**DATA FOR THE TASK:**
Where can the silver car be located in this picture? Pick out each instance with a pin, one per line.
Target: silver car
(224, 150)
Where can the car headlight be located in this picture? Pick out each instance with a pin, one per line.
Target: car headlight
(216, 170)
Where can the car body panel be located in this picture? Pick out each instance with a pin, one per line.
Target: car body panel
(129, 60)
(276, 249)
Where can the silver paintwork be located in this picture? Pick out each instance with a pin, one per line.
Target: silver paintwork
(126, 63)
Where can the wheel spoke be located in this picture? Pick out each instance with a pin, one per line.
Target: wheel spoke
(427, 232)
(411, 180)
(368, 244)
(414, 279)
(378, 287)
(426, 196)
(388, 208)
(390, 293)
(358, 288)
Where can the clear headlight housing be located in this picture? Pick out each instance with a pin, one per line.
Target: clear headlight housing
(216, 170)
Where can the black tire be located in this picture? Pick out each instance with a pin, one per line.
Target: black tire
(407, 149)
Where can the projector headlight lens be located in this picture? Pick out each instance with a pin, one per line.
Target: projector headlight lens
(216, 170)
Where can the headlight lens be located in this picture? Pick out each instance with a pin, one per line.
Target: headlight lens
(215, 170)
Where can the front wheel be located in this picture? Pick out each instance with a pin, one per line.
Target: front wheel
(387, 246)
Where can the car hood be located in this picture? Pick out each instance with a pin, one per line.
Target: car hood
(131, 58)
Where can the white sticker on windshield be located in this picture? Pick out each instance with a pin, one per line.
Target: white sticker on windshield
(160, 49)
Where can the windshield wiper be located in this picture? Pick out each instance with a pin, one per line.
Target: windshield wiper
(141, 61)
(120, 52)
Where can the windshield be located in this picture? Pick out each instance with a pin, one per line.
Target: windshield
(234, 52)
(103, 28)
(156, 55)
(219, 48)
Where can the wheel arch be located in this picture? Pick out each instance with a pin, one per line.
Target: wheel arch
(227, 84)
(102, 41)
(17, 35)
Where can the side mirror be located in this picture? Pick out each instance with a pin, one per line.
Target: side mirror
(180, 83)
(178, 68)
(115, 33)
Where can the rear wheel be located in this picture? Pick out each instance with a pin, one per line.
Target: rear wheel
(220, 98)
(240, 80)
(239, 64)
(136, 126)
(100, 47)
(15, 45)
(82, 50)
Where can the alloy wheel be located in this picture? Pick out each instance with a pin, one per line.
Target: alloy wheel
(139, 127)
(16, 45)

**EXERCISE DETAILS:**
Output nothing but the lines from the one containing "Where can the headlight" through the last line of the data, exactly as they stand.

**RESPONSE:**
Where can the headlight lens be located in this picture? Pick out each instance with a pin, one per line.
Target: headlight lens
(215, 170)
Where can the front wheel be located in this picture? Pick out each instance with a pin, one per line.
Target: front wheel
(387, 246)
Where can the car hood be located in this picture? Pick out each instance with a pin, one per line.
Target: car hood
(131, 58)
Where can the white sticker on windshield be located in this picture? Pick out each instance with a pin, one per line.
Target: white sticker on windshield
(160, 49)
Where can the windshield wiper be located in this picture? Pick out each instance with a pin, one per line.
Target: windshield wiper
(141, 61)
(120, 52)
Where can the windshield be located in this picture? Pick out each instance with a pin, one per line.
Target: windshield
(234, 52)
(103, 28)
(156, 55)
(219, 48)
Where can the wheel arch be located in this picture? Pick out each instance with a pin, one per line.
Target: wheel arch
(227, 84)
(102, 41)
(17, 35)
Where can the side mirror be located in this picture? Pick out each instance with a pin, one per line.
Target: side mirror
(180, 83)
(178, 68)
(115, 33)
Where can the rear wheel be located in this picture? Pick out each instance with a pin, one per line.
Target: rear wheel
(220, 98)
(240, 80)
(239, 64)
(136, 126)
(100, 47)
(15, 45)
(82, 50)
Where can the alloy wheel be located in this picture? Pick out each instance with a pin, one per line.
Target: alloy wheel
(139, 127)
(16, 45)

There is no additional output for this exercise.